● SELECTED PASSAGE
Oscar Richard Hundley (October 30, 1855 – December 22, 1921) was a United States district judge of the United States District Court for the Northern District of Alabama.

Education and career

Born in Limestone County, Alabama, Hundley received a Bachelor of Laws from Vanderbilt University Law School in 1877. He was in private practice of law in Huntsville, Alabama from 1878 to 1907, serving as a division counsel to the Nashville, Chattanooga and St. Louis Railway from 1884 to 1907. He was city attorney of Huntsville from 1886 to 1890. He was a member of the Alabama House of Representatives from 1886 to 1890, and of the Alabama Senate from 1890 to 1898. From 1906 to 1907, he was an Assistant United States Attorney for the Northern District of Alabama.

Federal judicial service

Hundley received a recess appointment from President Theodore Roosevelt on April 9, 1907, to the United States District Court for the Northern District of Alabama, to a new seat authorized by 34 Stat. 931. He was nominated to the same position by President Roosevelt on December 3, 1907. His service terminated on May 30, 1908, after his nomination was not confirmed by the United States Senate. He received a second recess appointment from President Roosevelt on May 30, 1908, to the same position. He was nominated to the same position by President Roosevelt on December 8, 1908. His service terminated on March 3, 1909, after his nomination was not confirmed by the Senate. He received a third recess appointment from President William Howard Taft on March 6, 1909, to same position, however, President Taft did not renominate him. His service terminated on May 25, 1909, due to his resignation.

● Point placement records
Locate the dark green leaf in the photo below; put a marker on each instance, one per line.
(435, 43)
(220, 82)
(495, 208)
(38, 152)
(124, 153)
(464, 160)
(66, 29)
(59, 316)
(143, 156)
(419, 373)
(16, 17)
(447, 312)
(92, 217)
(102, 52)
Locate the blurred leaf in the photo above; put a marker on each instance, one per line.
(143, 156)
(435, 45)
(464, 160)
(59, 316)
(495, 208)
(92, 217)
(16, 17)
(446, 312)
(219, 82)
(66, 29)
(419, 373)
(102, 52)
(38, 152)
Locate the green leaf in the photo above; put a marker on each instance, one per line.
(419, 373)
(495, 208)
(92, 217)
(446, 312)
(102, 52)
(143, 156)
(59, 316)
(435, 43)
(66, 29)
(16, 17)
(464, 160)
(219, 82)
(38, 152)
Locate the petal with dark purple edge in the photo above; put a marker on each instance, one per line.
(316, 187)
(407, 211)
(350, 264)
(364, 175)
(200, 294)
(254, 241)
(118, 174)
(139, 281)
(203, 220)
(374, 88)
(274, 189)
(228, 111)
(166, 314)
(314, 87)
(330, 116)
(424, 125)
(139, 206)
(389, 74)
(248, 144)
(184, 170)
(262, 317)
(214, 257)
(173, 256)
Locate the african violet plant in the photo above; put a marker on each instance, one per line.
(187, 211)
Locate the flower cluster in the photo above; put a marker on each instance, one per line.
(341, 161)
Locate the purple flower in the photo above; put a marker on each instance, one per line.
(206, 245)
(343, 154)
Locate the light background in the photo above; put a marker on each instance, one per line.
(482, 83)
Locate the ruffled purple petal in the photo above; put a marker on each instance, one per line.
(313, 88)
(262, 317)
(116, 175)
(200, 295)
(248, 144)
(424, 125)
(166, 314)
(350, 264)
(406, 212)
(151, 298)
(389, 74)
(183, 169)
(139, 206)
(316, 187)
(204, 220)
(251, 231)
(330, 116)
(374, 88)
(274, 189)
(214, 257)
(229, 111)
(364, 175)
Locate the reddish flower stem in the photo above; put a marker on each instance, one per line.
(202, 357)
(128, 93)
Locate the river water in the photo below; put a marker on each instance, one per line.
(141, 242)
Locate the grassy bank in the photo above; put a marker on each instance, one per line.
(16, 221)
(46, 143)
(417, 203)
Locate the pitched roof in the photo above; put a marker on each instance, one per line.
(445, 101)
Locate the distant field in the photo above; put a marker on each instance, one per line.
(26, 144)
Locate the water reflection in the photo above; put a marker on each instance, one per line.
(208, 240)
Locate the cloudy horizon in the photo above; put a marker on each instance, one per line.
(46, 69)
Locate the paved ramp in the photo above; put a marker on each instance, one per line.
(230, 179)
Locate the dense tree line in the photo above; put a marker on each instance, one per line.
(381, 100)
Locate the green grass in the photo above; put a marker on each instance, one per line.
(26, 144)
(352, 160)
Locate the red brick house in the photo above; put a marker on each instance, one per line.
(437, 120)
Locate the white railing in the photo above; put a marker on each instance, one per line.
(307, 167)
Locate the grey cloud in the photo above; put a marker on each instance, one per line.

● EXERCISES
a) In the Hundley biography above, quote the text starting with "Education and career" and going on through "Attorney for the Northern District of Alabama.".
b) Translate this sentence from the Hundley biography into Spanish: "He was city attorney of Huntsville from 1886 to 1890."
c) According to the Hundley biography, from which law school did Hundley receive his Bachelor of Laws?

● RESPONSES FOR EACH TASK
a)
Education and career

Born in Limestone County, Alabama, Hundley received a Bachelor of Laws from Vanderbilt University Law School in 1877. He was in private practice of law in Huntsville, Alabama from 1878 to 1907, serving as a division counsel to the Nashville, Chattanooga and St. Louis Railway from 1884 to 1907. He was city attorney of Huntsville from 1886 to 1890. He was a member of the Alabama House of Representatives from 1886 to 1890, and of the Alabama Senate from 1890 to 1898. From 1906 to 1907, he was an Assistant United States Attorney for the Northern District of Alabama.

b) Fue abogado municipal de Huntsville de 1886 a 1890.

c) Vanderbilt University Law School.